-- Opening Marker --

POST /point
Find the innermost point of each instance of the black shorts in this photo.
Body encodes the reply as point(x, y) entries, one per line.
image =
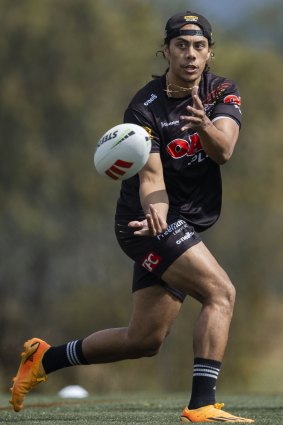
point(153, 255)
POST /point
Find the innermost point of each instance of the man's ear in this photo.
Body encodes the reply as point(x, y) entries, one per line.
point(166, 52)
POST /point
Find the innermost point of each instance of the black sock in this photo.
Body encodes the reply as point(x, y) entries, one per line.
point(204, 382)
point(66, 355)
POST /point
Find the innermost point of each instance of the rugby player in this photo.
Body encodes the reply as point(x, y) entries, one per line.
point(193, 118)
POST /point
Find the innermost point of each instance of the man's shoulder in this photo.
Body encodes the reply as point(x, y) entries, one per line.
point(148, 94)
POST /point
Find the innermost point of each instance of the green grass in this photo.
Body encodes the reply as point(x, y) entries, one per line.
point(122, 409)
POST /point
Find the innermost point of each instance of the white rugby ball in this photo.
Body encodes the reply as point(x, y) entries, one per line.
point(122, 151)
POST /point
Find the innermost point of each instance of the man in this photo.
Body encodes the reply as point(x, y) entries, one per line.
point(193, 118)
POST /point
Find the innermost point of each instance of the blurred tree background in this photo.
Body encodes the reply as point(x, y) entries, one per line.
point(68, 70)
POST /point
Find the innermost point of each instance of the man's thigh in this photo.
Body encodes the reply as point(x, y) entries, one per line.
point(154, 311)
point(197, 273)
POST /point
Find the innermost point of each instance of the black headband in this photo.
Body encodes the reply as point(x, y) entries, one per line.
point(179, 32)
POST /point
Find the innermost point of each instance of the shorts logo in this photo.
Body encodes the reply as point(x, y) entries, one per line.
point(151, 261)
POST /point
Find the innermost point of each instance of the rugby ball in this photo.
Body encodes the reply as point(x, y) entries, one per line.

-- Closing Marker --

Work request>
Print every record exactly, without the pictures.

Written solution>
POST /point
Find the innermost point of each instance of the black shorts in this photo.
Body encodes the reply as point(x, y) entries, one per line.
image =
point(153, 255)
POST /point
Find the innermost point of each instance of the man's ear in this photo.
Body encodes the reply as point(x, y) entries, one per line.
point(166, 52)
POST /point
Find the innermost point of each instance of the black sock in this photo.
Body encodes the reply as point(x, y) entries, one per line.
point(204, 382)
point(66, 355)
POST /point
Find the innermost point of each instance of the rugby player in this photo.
Body encodes the reply as point(x, y) entries, one per line.
point(193, 118)
POST /point
Find the innermost point of each instance of the man's shoulder in this photo.
Body encodes the reply as point(x, y) entries, one per line.
point(148, 94)
POST /point
Find the innermost point of each instance of the green grass in this photo.
Body encodes the reply as point(x, y) entries, one per line.
point(122, 409)
POST /point
Find the innermost point of each instance of the white rugby ball in this photo.
Body encodes the reply as point(x, y) entries, one per line.
point(122, 151)
POST /point
Find the innermost point of each instance of the man in this photo.
Body encodes the reply as point(x, y) entries, one per line.
point(193, 118)
POST /point
Find the innermost point of each instance of the blurred tree background in this photo.
Body encodes the reply as point(x, y) entries, one per line.
point(68, 70)
POST /point
Find the innermost point of each instance of the man's thigh in this photo.
Body encodes the reply as point(x, y) entries, one per line.
point(154, 311)
point(197, 273)
POST /point
Find the innermost point of each instance of the black headband in this photo.
Body encodes the reply as point(x, y) entries, one per line.
point(179, 32)
POST /point
Find the innermost point of each instance of the shorts logo in this photo.
Body encodes the reply as point(x, y) entries, one per line.
point(151, 261)
POST /point
Find the innermost point of each instance of the rugby ball in this photo.
Body encodes the reply as point(x, y) entries, one per line.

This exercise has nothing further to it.